Lors de la Première Guerre mondiale, le Canada parvient à fournir des soldats pour soutenir l'effort de guerre en Europe, du moins jusqu’en 1917. Ces soldats sont volontaires et s'enrôlent dans le Corps expéditionnaire canadien. En 1917, le volontariat est quasi épuisé au Québec: peu de Canadiens s'engagent dans la guerre. Parmi les volontaires (330 000 Canadiens), seuls 5% à 15% d'entre eux sont francophones. Cela s'explique pour plusieurs raisons (Richard, O., n.d.) :

Depuis plusieurs années, les minorités françaises du Canada doivent faire face à des mesures assimilatrices provenant du gouvernement fédéral ou des gouvernements provinciaux. Cela n'encourage guère les francophones à appuyer l'Empire britannique et les anglophones du Canada dans l'effort de guerre.

De plus, les Canadiens français réclament que la participation demeure volontaire de la part des Canadiens et la plupart considère que la guerre en Europe ne concerne pas le Canada. Aux yeux des nationalistes, le pays ne devrait pas s’impliquer dans les guerres de l’Empire.


La population canadienne-française n'accepte pas facilement l'imposition de la conscription. Du 28 mars au 1er avril 1918, la population se rassemble dans la ville de Québec. Une émeute entraîne le décès de 5 civils, lorsque l'armée doit intervenir.

Plus de 100 000 Canadiens sont conscrits, mais environ 24 000 participent au combat en Europe avant que le conflit ne prenne fin.

Politique

Au pays, l’engouement pour le volontariat diminue au moment où le gouvernement conservateur prévoit le recrutement de 500 000 nouveaux soldats. À son retour de la Conférence impériale de Londres, au printemps 1917, le premier ministre Robert L. Borden est convaincu que l’appui du Canada est essentiel à la réussite des alliés. Le 24 juillet de la même année, le Parlement accepte l’Acte de milice. Le 29 août, c’est au tour du Sénat. 


La Loi sur le service militaire obligatoire, obligeant les hommes célibataires et sans enfant entre 20 et 45 ans à se présenter aux autorités, est mise en application le 1er janvier 1918. 

Économique

Culturel

Le conflit sur la conscription exacerbe l'opposition déjà existante entre les Canadiens français et les Canadiens anglais. Il augmente également leur différence culturelle.

Les francophones, fortement nationalistes, considèrent que leur devoir et leur loyauté sont envers le Canada. Ils jugent que leurs minorités font face à de plus sérieuses menaces, notamment par l’imposition du Règlement 17 en Ontario en 1912, ou par le compromis Laurier-Greenway de 1896 qui n’avait satisfait personne. En retirant les troupes du Canada pour les envoyer en Europe, les nationalistes croient que les politiciens fédéraux ont failli à leur devoir. 

À l'inverse, les Canadiens anglais, impérialistes, sont fiers d'appartenir à l'Empire britannique et de soutenir humainement l'effort de guerre de l'Angleterre. Au-delà, ils jugent que le Canada devrait en faire davantage et offrir un soutien financier à l'Empire.  

Plusieurs Canadiens français demanderont d'être exemptés du service militaire. Devant le désengagement des Canadiens français face à la participation canadienne, les Canadiens anglais seront très déçus et jugeront que les francophones ne sont pas loyaux.

--- Extraits d'un jeu de données sur le pointage d'objets ---
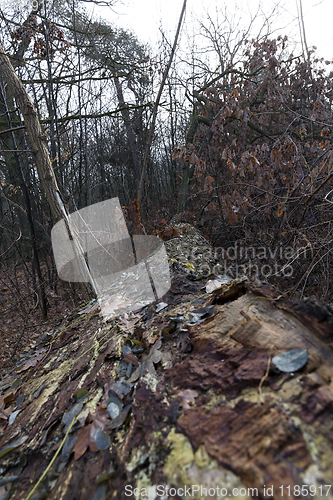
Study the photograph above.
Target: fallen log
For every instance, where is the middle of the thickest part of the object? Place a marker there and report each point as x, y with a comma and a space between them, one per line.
182, 400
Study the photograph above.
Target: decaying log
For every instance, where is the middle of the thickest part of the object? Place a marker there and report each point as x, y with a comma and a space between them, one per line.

--- Objectif de l'exercice ---
Recopiez le passage de l'extrait sur la crise de la conscription qui va de « La Loi sur le » jusqu'à « à leur devoir. », en y renommant « Canadiens anglais » en « Canadiens anglophones ». Les enregistrements ne sont pas nécessaires ici.

--- Résultat ---
La Loi sur le service militaire obligatoire, obligeant les hommes célibataires et sans enfant entre 20 et 45 ans à se présenter aux autorités, est mise en application le 1er janvier 1918. 

Économique

Culturel

Le conflit sur la conscription exacerbe l'opposition déjà existante entre les Canadiens français et les Canadiens anglophones. Il augmente également leur différence culturelle.

Les francophones, fortement nationalistes, considèrent que leur devoir et leur loyauté sont envers le Canada. Ils jugent que leurs minorités font face à de plus sérieuses menaces, notamment par l’imposition du Règlement 17 en Ontario en 1912, ou par le compromis Laurier-Greenway de 1896 qui n’avait satisfait personne. En retirant les troupes du Canada pour les envoyer en Europe, les nationalistes croient que les politiciens fédéraux ont failli à leur devoir.